WHAT YOU WILL DO
Which lines in the listing below contain the word "white"? Find each one and copy it out in full.

DATA TO PROCESS
_ _ _
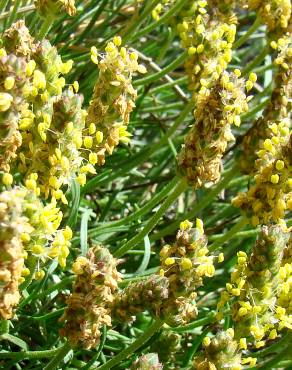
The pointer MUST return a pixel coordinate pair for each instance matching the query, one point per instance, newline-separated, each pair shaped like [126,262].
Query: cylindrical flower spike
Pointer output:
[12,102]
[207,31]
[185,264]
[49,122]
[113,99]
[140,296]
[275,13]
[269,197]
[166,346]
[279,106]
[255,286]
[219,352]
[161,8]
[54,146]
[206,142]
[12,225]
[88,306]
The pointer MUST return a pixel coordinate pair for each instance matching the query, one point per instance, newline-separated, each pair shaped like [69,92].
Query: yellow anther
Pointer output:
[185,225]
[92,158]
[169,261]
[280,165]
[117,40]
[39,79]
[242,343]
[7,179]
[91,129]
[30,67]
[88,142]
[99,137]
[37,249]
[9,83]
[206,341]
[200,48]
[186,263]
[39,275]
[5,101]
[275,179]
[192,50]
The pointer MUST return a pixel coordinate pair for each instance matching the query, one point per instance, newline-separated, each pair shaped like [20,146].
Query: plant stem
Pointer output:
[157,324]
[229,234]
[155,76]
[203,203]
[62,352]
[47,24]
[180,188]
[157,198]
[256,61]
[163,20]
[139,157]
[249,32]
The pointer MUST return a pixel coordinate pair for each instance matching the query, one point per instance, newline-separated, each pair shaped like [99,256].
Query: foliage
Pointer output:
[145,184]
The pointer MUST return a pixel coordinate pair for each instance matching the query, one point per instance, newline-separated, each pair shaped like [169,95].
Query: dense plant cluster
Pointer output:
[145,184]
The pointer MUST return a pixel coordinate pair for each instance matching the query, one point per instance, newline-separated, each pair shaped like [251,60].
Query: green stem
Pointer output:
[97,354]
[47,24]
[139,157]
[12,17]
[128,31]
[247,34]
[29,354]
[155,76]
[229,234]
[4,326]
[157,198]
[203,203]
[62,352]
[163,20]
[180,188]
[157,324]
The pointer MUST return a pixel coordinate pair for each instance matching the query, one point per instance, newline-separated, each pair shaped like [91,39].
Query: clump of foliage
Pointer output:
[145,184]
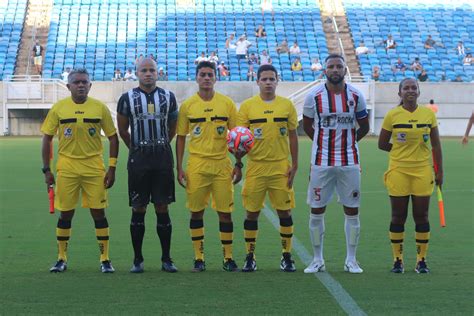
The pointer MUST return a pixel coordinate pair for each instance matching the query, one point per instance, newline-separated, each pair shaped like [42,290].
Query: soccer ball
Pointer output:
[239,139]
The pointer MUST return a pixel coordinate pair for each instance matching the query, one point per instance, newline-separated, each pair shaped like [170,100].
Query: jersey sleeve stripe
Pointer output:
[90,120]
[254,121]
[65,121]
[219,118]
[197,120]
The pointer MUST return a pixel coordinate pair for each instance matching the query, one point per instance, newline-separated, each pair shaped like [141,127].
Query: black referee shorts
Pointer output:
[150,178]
_ _ _
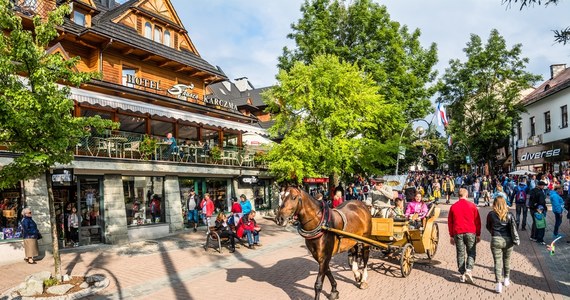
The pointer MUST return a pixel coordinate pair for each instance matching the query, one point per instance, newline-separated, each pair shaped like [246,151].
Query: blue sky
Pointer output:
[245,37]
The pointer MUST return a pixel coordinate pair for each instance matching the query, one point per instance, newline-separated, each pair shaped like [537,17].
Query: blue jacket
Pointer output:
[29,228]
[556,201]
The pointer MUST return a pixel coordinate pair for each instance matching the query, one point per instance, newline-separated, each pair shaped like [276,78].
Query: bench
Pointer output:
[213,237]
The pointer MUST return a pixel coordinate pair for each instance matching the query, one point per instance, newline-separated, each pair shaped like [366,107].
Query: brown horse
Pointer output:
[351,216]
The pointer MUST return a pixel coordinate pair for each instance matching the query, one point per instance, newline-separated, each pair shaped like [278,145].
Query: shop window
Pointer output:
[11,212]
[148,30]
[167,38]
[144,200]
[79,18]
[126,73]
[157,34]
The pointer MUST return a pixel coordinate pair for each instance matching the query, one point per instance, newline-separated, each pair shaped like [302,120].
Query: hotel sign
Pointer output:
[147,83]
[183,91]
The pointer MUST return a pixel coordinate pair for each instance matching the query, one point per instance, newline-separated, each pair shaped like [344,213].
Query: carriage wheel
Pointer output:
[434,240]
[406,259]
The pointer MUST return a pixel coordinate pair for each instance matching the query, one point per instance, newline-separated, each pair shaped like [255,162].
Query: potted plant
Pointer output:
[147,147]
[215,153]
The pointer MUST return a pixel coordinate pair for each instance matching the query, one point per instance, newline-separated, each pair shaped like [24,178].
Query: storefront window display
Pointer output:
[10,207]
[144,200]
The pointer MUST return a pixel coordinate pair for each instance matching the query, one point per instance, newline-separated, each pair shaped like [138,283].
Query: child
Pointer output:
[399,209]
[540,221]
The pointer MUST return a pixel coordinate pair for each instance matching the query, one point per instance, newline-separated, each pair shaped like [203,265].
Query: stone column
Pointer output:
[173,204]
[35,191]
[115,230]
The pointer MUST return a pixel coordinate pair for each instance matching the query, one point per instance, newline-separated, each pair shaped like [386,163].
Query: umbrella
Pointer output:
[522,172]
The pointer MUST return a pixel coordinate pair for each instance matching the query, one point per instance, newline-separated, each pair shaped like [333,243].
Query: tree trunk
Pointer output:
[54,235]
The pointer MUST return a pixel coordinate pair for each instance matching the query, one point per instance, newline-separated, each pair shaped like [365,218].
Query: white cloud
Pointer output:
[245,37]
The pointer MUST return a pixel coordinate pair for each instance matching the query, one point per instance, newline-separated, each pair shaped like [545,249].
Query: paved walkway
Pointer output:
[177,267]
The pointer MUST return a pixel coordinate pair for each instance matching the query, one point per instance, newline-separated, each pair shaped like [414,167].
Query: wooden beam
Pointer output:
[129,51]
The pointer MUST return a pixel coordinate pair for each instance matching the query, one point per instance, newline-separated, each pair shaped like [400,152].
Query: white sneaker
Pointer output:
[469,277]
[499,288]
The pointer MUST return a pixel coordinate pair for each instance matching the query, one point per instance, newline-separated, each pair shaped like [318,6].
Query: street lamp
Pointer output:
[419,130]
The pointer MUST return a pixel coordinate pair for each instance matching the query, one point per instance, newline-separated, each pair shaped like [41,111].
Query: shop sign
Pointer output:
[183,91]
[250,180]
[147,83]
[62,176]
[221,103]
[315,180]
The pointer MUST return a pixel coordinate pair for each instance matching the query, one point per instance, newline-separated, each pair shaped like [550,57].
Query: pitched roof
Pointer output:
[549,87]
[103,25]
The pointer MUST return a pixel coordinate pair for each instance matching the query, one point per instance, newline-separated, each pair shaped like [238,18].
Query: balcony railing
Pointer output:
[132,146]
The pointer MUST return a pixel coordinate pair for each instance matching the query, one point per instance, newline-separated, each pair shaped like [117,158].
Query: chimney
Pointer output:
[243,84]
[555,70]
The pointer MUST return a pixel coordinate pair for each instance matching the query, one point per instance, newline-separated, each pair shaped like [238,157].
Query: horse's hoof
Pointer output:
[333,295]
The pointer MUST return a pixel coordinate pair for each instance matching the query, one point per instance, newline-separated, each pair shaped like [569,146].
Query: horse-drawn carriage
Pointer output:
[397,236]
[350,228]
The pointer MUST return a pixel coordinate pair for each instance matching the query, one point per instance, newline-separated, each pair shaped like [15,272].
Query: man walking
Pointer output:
_ _ _
TASK ANSWER
Query: white cloud
Query: white sneaker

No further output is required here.